→ **Work required**: Write out the material line by line as a numbered list, leaving out any blank lines.

→ **Material for this task**:
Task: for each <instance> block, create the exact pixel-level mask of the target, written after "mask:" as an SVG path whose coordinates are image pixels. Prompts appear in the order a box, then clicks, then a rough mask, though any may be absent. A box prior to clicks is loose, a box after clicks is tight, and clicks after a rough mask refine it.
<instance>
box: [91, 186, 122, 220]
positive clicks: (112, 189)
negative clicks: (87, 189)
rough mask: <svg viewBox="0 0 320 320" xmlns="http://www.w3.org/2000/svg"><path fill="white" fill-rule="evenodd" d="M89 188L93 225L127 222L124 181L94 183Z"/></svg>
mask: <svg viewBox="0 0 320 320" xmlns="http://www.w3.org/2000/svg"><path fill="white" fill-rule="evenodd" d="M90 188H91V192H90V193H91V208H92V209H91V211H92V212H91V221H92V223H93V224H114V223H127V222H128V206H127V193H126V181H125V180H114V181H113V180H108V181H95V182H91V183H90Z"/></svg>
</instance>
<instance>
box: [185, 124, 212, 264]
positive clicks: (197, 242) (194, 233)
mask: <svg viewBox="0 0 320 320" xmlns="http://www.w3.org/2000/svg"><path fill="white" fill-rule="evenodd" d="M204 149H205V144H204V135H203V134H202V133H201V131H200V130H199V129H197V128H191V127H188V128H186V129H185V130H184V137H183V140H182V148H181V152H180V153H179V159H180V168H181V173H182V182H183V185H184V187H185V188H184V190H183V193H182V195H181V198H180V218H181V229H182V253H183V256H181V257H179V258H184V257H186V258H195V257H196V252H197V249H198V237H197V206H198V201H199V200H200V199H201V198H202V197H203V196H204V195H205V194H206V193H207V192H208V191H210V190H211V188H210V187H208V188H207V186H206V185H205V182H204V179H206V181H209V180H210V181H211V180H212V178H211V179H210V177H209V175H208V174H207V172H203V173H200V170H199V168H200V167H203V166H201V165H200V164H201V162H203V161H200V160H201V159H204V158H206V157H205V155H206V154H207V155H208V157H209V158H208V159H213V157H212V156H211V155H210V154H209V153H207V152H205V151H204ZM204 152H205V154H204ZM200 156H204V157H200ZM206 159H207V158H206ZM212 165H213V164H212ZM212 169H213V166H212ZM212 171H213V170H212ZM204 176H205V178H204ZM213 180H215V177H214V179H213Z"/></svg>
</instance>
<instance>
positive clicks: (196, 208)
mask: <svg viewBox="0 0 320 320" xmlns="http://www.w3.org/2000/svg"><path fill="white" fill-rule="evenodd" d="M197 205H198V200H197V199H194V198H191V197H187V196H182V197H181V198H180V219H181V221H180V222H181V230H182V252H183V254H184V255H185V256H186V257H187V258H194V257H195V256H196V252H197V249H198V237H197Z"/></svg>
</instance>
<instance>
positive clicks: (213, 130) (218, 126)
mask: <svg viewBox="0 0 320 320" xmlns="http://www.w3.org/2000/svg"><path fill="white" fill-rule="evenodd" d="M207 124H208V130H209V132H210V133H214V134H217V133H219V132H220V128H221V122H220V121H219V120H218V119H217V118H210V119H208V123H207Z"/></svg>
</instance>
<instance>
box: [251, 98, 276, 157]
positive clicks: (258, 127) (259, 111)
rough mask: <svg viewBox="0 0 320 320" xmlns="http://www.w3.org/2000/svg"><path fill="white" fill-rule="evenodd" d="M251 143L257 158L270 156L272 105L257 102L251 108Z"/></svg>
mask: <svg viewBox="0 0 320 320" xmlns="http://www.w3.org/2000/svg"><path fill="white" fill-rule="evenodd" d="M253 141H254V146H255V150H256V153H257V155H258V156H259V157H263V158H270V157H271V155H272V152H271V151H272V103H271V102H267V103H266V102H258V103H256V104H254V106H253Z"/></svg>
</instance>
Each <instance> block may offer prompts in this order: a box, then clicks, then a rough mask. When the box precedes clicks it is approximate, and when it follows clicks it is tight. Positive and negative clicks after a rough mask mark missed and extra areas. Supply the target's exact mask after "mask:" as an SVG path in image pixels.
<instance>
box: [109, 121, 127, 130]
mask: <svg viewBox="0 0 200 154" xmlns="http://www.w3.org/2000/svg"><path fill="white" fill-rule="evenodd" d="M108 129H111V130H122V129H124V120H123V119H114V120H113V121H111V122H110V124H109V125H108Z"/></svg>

→ **Finished exercise**:
1. Task: for each <instance> block, create the exact pixel-level mask of the target, written after "mask:" as an SVG path whose coordinates are image pixels. Prompts appear in the order a box, then clicks, then a rough mask, though any may be absent. A box prior to clicks is loose, a box after clicks is tight, and clicks after a rough mask refine it.
2. <instance>
3. box: [91, 186, 122, 220]
4. positive clicks: (112, 189)
5. negative clicks: (87, 189)
6. rough mask: <svg viewBox="0 0 320 320" xmlns="http://www.w3.org/2000/svg"><path fill="white" fill-rule="evenodd" d="M89 188L93 225L127 222L124 181L94 183Z"/></svg>
7. mask: <svg viewBox="0 0 320 320" xmlns="http://www.w3.org/2000/svg"><path fill="white" fill-rule="evenodd" d="M90 188H91V192H90V193H91V208H92V209H91V211H92V212H91V221H92V223H93V224H114V223H127V222H128V206H127V193H126V181H125V180H114V181H113V180H108V181H95V182H91V183H90Z"/></svg>
8. </instance>
9. <instance>
10. box: [185, 124, 212, 264]
11. positive clicks: (197, 242) (194, 233)
12. mask: <svg viewBox="0 0 320 320" xmlns="http://www.w3.org/2000/svg"><path fill="white" fill-rule="evenodd" d="M204 149H205V144H204V135H203V134H202V133H201V131H200V130H199V129H197V128H191V127H188V128H186V129H185V130H184V137H183V140H182V148H181V152H180V153H179V159H180V168H181V173H182V182H183V185H184V187H185V188H184V190H183V193H182V195H181V198H180V218H181V229H182V253H183V256H181V257H179V258H184V257H186V258H195V257H196V252H197V249H198V237H197V206H198V201H199V200H200V199H201V198H202V197H203V196H204V195H205V194H206V193H207V192H208V191H210V190H211V188H210V187H208V188H207V186H206V185H205V182H204V179H206V181H209V180H210V181H211V180H212V178H211V179H210V177H209V175H208V174H207V172H203V173H200V170H199V168H200V167H203V166H201V165H200V164H201V162H203V161H200V160H201V159H204V158H206V157H205V155H206V154H207V155H208V157H209V158H208V159H213V157H212V156H211V155H210V154H209V153H207V152H205V151H204ZM204 152H205V154H204ZM200 156H204V157H200ZM206 159H207V158H206ZM212 165H213V164H212ZM212 169H213V166H212ZM212 171H213V170H212ZM204 176H205V178H204ZM213 180H215V177H214V179H213Z"/></svg>
13. </instance>
14. <instance>
15. positive clicks: (196, 208)
16. mask: <svg viewBox="0 0 320 320" xmlns="http://www.w3.org/2000/svg"><path fill="white" fill-rule="evenodd" d="M197 205H198V200H197V199H194V198H191V197H187V196H182V197H181V198H180V219H181V221H180V222H181V230H182V252H183V254H184V255H185V256H186V257H187V258H194V257H195V256H196V252H197V249H198V237H197Z"/></svg>
17. </instance>
18. <instance>
19. positive clicks: (213, 130) (218, 126)
20. mask: <svg viewBox="0 0 320 320" xmlns="http://www.w3.org/2000/svg"><path fill="white" fill-rule="evenodd" d="M207 124H208V130H209V132H210V133H214V134H217V133H219V132H220V128H221V122H220V121H219V120H218V119H217V118H210V119H208V123H207Z"/></svg>
21. </instance>
22. <instance>
23. box: [251, 98, 276, 157]
24. positive clicks: (258, 127) (259, 111)
25. rough mask: <svg viewBox="0 0 320 320" xmlns="http://www.w3.org/2000/svg"><path fill="white" fill-rule="evenodd" d="M251 143L257 158L270 156L272 105L257 102L251 108Z"/></svg>
26. mask: <svg viewBox="0 0 320 320" xmlns="http://www.w3.org/2000/svg"><path fill="white" fill-rule="evenodd" d="M253 141H254V146H255V150H256V153H257V155H258V156H259V157H263V158H270V157H271V155H272V152H271V151H272V103H271V102H267V103H266V102H258V103H256V104H254V106H253Z"/></svg>
27. </instance>
28. Each <instance> block may offer prompts in this order: a box, then clicks, then a rough mask. When the box precedes clicks it is approximate, and when it follows clicks it is tight. Positive and negative clicks after a rough mask mark missed and extra areas. Supply the target's exact mask after "mask:" as an SVG path in image pixels.
29. <instance>
30. box: [109, 121, 127, 130]
31. mask: <svg viewBox="0 0 200 154" xmlns="http://www.w3.org/2000/svg"><path fill="white" fill-rule="evenodd" d="M108 129H111V130H122V129H124V120H123V119H114V120H113V121H111V122H110V124H109V125H108Z"/></svg>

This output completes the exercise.